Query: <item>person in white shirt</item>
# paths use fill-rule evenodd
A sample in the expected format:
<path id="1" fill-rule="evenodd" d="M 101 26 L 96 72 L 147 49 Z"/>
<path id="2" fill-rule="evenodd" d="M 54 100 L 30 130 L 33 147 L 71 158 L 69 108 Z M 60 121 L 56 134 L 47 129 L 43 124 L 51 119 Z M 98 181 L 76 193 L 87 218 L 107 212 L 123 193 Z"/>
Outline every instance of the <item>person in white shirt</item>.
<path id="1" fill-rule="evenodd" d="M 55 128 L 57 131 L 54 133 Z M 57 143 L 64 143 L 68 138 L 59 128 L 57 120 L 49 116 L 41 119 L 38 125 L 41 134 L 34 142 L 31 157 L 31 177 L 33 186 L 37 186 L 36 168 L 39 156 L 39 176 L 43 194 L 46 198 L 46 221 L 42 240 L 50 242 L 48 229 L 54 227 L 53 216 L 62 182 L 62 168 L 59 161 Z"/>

■ ■ ■

• Task details
Please recast the entries above as a two-column CSV with the headers "prompt" and "reply", one row per entry. Put each entry's text in the first column and its answer in the second, each as a single quoted field with line breaks replaced by spaces.

• Task response
prompt,reply
"Query: <item>person in white shirt</item> # paths use fill-rule evenodd A sample in the expected format: <path id=""1"" fill-rule=""evenodd"" d=""M 101 26 L 96 72 L 147 49 Z""/> <path id=""2"" fill-rule=""evenodd"" d=""M 54 100 L 30 130 L 33 147 L 71 158 L 69 108 Z M 60 121 L 56 134 L 47 129 L 43 124 L 51 119 Z M 98 181 L 76 193 L 87 218 L 107 212 L 123 193 Z""/> Outline every instance of the <item>person in white shirt</item>.","<path id=""1"" fill-rule=""evenodd"" d=""M 55 128 L 57 131 L 54 133 Z M 57 143 L 64 143 L 68 138 L 59 128 L 57 120 L 49 116 L 41 119 L 38 125 L 41 134 L 34 142 L 31 157 L 31 177 L 33 186 L 37 186 L 36 168 L 39 156 L 39 176 L 43 194 L 46 198 L 46 221 L 42 240 L 50 242 L 48 229 L 54 227 L 53 216 L 62 182 L 62 168 L 59 161 Z""/>"